Qué debes hacer
¿Puedes continuar el texto sobre Barry Gifford a partir del punto en que se detiene?

Extracto de página
++++++++++++++++++++

Entrevista / Barry Gifford / La reinvención del camino

AutorAntonio Lozano

Su juventud transcurrió sobre ruedas y ha llegado a crear una novela a partir de la foto de un vehículo atravesando el desierto perseguido por un rayo. Montó a sus personajes Sailor y Lula en un coche que cruzaba un paisaje azotado por la violencia más demencial. Pero sin abandonar la carretera, en los últimos años Barry Gifford se ha puesto tierno. Si no lo cree, abra Una puerta al río (La Otra Orilla, 2008).

Cuando era un niño, Gifford se montó en un coche del que todavía no ha bajado. Lo conducía su promiscua madre, quien inició una ruta por Chicago, los cayos de Florida y Nueva Orleans, entre otros lugares, que se prolongó durante los años 50 y principios de los 60, con apariciones esporádicas de su padre, un gángster de medio pelo que murió cuando el escritor contaba con 12 años.

Aquella juventud disfuncional, solitaria y errante, construida a base de moteles de carretera, tipos marginados, historias que desafiaban la imaginación y toneladas de preguntas sin respuesta, ha sido, convenientemente reformulada por los excitantes mecanismos de la ficción, el combustible de varios libros y de multitud de relatos.

++++++++++++++++++++

Material extraído
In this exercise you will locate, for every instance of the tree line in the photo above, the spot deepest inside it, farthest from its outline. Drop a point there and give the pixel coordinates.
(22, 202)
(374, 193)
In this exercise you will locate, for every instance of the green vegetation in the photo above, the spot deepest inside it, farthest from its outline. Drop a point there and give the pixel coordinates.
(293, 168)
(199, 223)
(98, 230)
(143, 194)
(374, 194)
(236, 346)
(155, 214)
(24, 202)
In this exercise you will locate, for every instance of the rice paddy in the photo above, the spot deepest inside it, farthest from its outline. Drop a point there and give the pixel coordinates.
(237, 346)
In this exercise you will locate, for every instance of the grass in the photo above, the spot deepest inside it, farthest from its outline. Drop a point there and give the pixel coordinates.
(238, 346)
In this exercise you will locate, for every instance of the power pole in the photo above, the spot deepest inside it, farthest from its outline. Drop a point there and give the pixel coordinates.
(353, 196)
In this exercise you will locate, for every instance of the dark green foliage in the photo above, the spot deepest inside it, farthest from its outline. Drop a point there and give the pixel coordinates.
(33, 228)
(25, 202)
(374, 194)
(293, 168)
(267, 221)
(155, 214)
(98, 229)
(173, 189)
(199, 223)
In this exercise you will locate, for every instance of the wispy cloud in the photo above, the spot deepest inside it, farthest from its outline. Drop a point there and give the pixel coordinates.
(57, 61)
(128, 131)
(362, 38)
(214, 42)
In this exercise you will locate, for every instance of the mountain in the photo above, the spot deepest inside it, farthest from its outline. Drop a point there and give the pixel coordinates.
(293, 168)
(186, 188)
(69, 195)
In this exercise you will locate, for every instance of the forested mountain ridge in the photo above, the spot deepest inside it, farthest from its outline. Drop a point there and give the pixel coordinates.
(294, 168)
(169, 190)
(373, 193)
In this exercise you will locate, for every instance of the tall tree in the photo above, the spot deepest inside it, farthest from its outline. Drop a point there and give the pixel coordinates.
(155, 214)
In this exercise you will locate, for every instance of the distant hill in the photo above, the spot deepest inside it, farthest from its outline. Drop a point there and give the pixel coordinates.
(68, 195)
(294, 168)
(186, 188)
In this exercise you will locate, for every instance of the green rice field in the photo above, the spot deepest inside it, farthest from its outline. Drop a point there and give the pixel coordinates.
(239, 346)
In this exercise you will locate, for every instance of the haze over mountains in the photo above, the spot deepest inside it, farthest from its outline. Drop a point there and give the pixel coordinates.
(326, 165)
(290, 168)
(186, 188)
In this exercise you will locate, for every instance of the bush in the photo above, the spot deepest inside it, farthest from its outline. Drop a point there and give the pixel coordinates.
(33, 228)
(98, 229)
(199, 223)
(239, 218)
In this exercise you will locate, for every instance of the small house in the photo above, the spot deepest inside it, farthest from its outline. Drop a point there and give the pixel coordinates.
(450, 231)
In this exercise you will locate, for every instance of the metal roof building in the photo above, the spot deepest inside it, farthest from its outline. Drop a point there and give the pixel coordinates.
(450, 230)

++++++++++++++++++++

Respuesta
Una selección de este material biográfico-soñado se reúne en Una puerta al río, que su autor insiste en no calificar de novela de formación, sino de ejercicio de arqueología, al recuperar unos escenarios, unos tipos humanos y unos argots barridos por la aceleración de los ritmos de la vida.

Los depurados y melancólicos microcapítulos que articulan el libro (y que se pueden complementar con los poemas-haikus de Las cuatro reinas) configuran para Gifford una suerte de En busca del tiempo perdido con olor a gasolina.

¿Cómo formó su carácter el hecho de haber vivido en la carretera durante parte de su infancia y adolescencia?

En primer lugar, tuve que aprender a cuidar de mí mismo, porque una considerable parte del tiempo me lo pasaba solo, por lo general en una habitación de hotel. Este aislamiento me preparó para ser escritor; pero también me ayudó lo contrario, pues aquellos años me permitieron conocer a mucha gente y prestar atención a sus historias. Y ya se sabe que la curiosidad es la base de toda escritura.

Cuando estaba en compañía de mi padre y sus amigotes, mi deber como niño era mantener la boca cerrada, y me concentraba en descifrar el significado real del lenguaje simbólico que empleaban. Por otro lado, aquella incansable movilidad me enseñó a sentirme cómodo casi en cualquier sitio.

Si tuviese que quedarse con un solo...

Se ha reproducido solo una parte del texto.